Task set
1 - In the court opinion excerpt, why does the court decline to decide whether the restrictive covenants had become "invalid and obsolete"? Answer in one to three sentences.
2 - Summarize the court opinion excerpt in two sentences.

Accordingly, we hold that appellants have a marketable record title to their respective estates in and to lots 29 and 30, 31, 34, and 37, First Addition to Ocean Park, according to the plat of said subdivision recorded in Plat Book 9 at page 25 of the public records of Brevard County, Florida, free and clear of the restrictive covenants contained in the deeds dated February 28, 1944, and recorded in Deed Book 271 at page 276, and dated March 2, 1945, and recorded in Deed Book 279 at page 376 of the public records of Brevard County, Florida.

In view of the disposition of this case on the basis of the applicability and effect of the Marketable Record Title Act we do not consider the question of whether the restrictive covenants in question had become invalid and obsolete by virtue of substantial material changes in the use of land in the neighborhood of the restricted lots.[4]

The final judgment entered below is reversed with directions that upon remand the trial court direct the clerk of the lower court to enter this opinion as the final judgment in this case.

REVERSED and REMANDED.

DAUKSCH and ORFINGER, JJ., concur.

Given entries
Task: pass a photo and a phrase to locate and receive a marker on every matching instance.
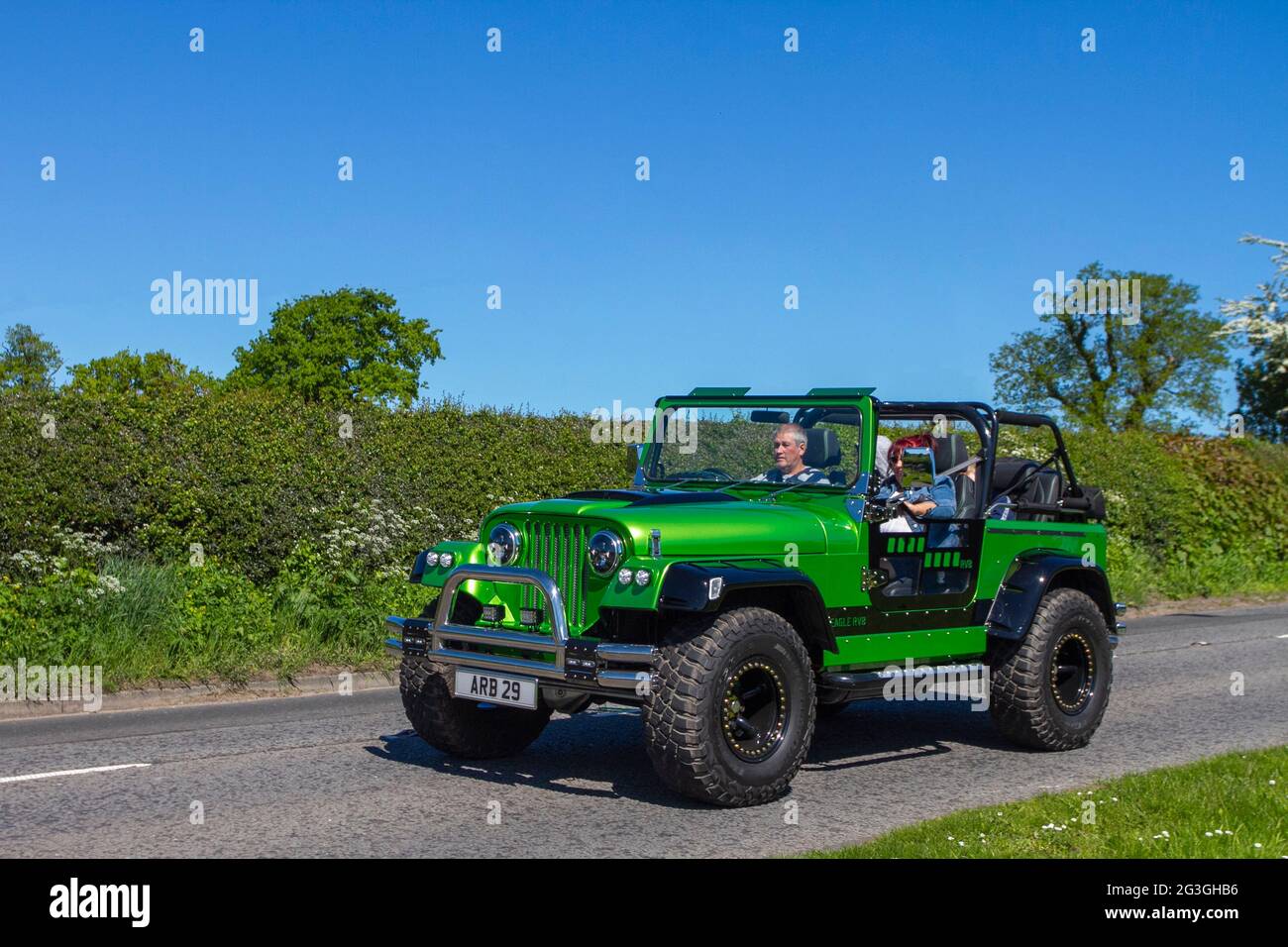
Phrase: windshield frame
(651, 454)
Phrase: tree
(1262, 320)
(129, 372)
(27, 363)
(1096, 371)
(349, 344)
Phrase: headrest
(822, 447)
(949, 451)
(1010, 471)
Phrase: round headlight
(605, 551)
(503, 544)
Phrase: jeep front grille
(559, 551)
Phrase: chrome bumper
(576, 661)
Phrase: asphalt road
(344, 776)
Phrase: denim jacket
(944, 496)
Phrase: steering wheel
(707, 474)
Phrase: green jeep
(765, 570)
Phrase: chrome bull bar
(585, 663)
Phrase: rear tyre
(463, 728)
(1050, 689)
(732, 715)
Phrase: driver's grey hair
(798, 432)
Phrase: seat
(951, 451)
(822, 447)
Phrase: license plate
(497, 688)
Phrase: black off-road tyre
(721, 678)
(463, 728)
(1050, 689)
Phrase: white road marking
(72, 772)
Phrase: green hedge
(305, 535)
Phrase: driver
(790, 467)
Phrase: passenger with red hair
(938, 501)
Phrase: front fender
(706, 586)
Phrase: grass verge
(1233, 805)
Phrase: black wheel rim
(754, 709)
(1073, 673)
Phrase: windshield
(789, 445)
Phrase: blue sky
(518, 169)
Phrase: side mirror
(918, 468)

Answers for the exercise
1 - The court does not consider that question because it has already decided the case on the applicability and effect of the Marketable Record Title Act.

2 - The court holds that the appellants have marketable record title to lots 29 and 30, 31, 34, and 37 of the First Addition to Ocean Park in Brevard County, Florida, free and clear of the restrictive covenants in the deeds dated February 28, 1944, and March 2, 1945. Having decided the case under the Marketable Record Title Act, it does not consider whether changes in neighborhood land use made the covenants invalid, and it reverses the final judgment and directs that this opinion be entered as the final judgment on remand.